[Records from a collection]
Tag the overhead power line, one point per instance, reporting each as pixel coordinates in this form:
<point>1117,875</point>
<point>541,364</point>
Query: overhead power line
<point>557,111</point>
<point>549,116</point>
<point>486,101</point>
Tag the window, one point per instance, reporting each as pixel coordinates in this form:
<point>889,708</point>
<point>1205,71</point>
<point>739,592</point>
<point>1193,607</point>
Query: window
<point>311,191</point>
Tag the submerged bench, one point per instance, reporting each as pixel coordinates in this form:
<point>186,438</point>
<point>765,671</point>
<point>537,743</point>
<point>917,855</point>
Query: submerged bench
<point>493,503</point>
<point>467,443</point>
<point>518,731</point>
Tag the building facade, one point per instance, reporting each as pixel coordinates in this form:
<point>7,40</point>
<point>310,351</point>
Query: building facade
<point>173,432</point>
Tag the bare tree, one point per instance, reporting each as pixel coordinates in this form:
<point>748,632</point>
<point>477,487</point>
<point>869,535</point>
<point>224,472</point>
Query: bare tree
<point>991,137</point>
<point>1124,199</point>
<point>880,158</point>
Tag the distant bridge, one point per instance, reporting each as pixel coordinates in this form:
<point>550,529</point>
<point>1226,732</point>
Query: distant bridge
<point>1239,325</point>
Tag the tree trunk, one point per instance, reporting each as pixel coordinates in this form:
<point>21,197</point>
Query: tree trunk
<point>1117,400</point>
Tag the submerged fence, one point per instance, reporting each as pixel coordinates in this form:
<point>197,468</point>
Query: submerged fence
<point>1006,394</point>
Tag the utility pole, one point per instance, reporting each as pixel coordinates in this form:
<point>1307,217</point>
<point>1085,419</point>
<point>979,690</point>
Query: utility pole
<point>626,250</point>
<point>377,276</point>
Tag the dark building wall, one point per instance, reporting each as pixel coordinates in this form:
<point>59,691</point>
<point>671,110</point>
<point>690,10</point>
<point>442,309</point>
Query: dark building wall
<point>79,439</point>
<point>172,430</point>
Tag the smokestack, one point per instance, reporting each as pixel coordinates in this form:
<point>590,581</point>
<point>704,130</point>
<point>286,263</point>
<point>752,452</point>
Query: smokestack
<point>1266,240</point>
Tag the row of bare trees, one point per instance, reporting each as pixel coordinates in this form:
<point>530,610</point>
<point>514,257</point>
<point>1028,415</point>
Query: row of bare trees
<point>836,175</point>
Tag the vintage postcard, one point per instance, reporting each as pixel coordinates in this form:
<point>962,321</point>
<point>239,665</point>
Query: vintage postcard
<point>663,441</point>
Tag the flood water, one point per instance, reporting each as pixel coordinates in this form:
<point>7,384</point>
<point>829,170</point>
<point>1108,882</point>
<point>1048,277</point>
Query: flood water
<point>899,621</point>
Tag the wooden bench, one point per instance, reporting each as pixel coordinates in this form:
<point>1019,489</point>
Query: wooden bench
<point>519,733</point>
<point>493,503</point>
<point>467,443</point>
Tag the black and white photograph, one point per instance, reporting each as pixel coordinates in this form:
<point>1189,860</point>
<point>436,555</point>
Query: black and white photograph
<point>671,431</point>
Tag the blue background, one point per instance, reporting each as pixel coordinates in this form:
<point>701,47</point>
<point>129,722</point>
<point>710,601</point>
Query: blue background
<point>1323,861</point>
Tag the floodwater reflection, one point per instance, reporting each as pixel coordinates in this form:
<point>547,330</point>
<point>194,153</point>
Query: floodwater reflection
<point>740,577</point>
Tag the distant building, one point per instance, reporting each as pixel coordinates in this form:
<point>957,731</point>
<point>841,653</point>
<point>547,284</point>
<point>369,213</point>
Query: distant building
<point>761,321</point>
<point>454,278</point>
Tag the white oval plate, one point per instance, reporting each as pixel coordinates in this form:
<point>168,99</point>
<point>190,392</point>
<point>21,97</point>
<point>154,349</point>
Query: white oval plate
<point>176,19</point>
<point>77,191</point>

## [What you need to do]
From the first line of the records above down to the line containing "<point>1193,607</point>", repeat each line exactly as written. Include both of those lines and add nothing.

## [Written response]
Tag the overhead power line, one point per instance, reporting each as pixel coordinates in this form:
<point>1117,875</point>
<point>541,364</point>
Query: overhead power line
<point>557,111</point>
<point>549,116</point>
<point>486,101</point>
Tag the window, one point per instance, reporting each as pixel coordinates in this form:
<point>889,708</point>
<point>1205,71</point>
<point>739,592</point>
<point>1193,607</point>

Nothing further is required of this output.